# WHAT THE TASK ASKS:
Collect every line in the records below that contains the word "water", and copy each one out.

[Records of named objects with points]
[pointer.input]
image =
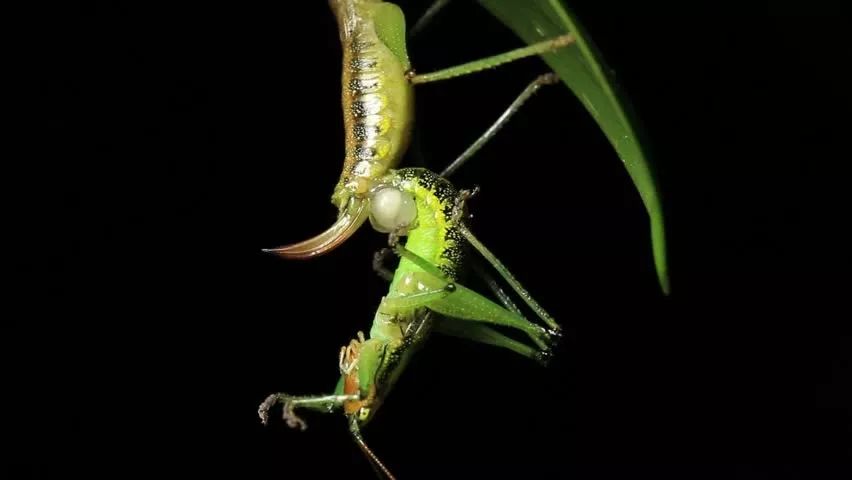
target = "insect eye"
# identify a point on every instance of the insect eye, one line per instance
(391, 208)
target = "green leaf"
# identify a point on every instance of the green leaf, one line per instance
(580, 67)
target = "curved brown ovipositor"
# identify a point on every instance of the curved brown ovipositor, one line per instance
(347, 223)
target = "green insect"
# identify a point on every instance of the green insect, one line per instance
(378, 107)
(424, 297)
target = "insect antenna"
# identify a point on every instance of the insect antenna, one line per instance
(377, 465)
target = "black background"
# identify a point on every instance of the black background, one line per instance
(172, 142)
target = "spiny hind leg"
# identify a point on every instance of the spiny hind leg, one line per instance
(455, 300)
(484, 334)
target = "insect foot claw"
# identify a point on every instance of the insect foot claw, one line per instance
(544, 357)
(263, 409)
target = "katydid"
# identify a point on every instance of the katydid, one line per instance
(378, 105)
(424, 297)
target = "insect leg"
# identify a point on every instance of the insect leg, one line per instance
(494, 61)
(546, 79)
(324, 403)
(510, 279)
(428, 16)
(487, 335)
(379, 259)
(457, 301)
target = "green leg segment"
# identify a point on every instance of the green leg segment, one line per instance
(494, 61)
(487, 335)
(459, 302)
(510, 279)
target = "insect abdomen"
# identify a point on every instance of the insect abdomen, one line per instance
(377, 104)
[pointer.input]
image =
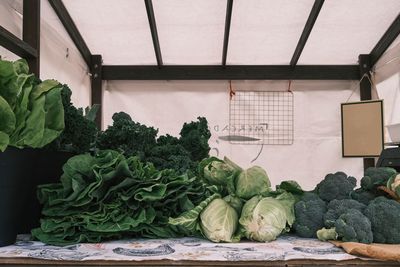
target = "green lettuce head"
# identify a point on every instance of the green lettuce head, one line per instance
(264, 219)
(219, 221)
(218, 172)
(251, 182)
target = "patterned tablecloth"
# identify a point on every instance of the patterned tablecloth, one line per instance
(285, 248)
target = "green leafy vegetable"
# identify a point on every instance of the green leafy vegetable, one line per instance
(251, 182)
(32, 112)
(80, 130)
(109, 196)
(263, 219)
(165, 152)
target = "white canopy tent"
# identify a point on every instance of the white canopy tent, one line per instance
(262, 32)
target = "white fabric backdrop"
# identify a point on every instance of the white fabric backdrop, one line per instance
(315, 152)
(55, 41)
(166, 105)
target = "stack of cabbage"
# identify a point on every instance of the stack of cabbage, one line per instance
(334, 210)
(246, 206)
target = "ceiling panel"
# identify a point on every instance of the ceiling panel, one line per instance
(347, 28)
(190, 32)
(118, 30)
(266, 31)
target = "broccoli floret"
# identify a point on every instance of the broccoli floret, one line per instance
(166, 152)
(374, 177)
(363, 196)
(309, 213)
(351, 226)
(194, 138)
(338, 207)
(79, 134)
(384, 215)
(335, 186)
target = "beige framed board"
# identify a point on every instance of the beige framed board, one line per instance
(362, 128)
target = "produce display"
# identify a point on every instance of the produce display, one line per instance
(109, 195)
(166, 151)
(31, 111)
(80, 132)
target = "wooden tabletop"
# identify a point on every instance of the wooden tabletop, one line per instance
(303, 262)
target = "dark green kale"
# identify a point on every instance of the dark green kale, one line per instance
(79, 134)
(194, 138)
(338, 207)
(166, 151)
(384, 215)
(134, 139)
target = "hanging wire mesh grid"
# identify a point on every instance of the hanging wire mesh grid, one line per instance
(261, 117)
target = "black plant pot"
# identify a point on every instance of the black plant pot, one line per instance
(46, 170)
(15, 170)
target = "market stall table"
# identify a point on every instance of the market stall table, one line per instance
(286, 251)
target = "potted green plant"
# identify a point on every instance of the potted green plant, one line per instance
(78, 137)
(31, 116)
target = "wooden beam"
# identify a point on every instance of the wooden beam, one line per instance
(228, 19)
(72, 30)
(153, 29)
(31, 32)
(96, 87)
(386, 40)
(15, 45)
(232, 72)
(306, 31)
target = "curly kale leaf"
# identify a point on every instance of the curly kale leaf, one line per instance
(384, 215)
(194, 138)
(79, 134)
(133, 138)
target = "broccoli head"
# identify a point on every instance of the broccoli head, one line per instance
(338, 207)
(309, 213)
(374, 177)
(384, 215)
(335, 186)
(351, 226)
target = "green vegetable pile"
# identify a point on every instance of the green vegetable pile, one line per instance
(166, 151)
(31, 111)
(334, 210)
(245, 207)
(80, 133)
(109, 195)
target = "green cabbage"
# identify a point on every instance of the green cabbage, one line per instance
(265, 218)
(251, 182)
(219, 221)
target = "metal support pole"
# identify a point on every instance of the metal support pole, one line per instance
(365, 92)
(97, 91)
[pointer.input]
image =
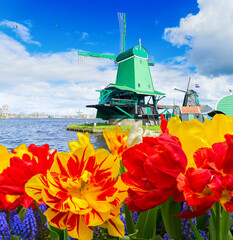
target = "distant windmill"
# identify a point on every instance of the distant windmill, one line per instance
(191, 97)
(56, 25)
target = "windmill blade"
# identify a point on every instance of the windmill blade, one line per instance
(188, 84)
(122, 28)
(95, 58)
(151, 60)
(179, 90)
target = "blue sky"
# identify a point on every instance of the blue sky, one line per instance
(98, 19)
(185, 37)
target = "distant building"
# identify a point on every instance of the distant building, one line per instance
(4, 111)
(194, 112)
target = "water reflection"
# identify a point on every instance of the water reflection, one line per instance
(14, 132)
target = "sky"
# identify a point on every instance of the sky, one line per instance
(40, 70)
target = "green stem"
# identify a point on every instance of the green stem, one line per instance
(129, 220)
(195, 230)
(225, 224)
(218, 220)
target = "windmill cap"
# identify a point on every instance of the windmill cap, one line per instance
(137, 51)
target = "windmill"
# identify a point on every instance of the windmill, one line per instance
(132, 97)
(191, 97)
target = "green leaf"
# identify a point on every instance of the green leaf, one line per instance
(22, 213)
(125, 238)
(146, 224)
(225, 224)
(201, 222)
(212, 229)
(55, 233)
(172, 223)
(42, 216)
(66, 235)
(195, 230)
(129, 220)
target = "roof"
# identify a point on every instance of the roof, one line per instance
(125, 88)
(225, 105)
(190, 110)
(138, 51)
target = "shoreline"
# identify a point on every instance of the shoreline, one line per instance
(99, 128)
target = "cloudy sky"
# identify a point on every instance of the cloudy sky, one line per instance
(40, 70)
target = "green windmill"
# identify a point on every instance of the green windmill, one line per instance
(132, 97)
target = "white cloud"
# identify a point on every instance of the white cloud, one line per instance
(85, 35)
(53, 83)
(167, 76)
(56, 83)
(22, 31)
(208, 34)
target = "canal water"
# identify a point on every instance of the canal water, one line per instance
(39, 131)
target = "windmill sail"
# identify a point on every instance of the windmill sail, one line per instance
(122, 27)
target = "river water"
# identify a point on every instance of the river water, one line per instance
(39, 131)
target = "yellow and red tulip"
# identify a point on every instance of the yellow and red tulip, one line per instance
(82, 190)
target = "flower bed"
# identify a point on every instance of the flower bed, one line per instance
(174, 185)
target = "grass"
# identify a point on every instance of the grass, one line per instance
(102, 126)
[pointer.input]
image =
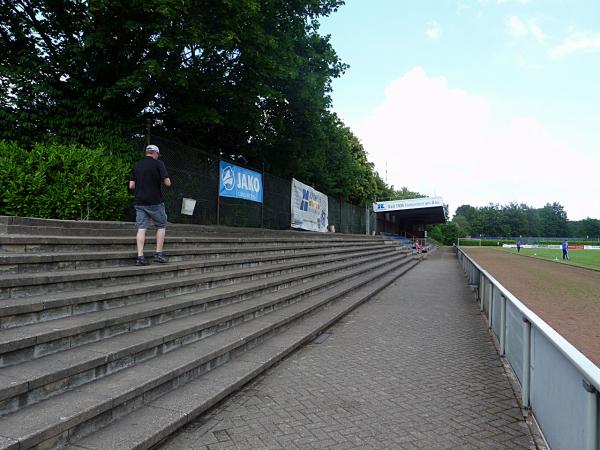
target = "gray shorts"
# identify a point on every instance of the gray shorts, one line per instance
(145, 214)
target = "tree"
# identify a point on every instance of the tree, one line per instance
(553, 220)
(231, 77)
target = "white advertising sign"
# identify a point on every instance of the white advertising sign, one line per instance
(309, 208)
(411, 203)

# ANSWER:
target = "water reflection"
# identify a point on every instance of the water reflection, one line per instance
target = "canal water"
# identify a point on every instance of the canal water, one line per instance
target = "river water"
# identify a point on every instance of the river water, one line per instance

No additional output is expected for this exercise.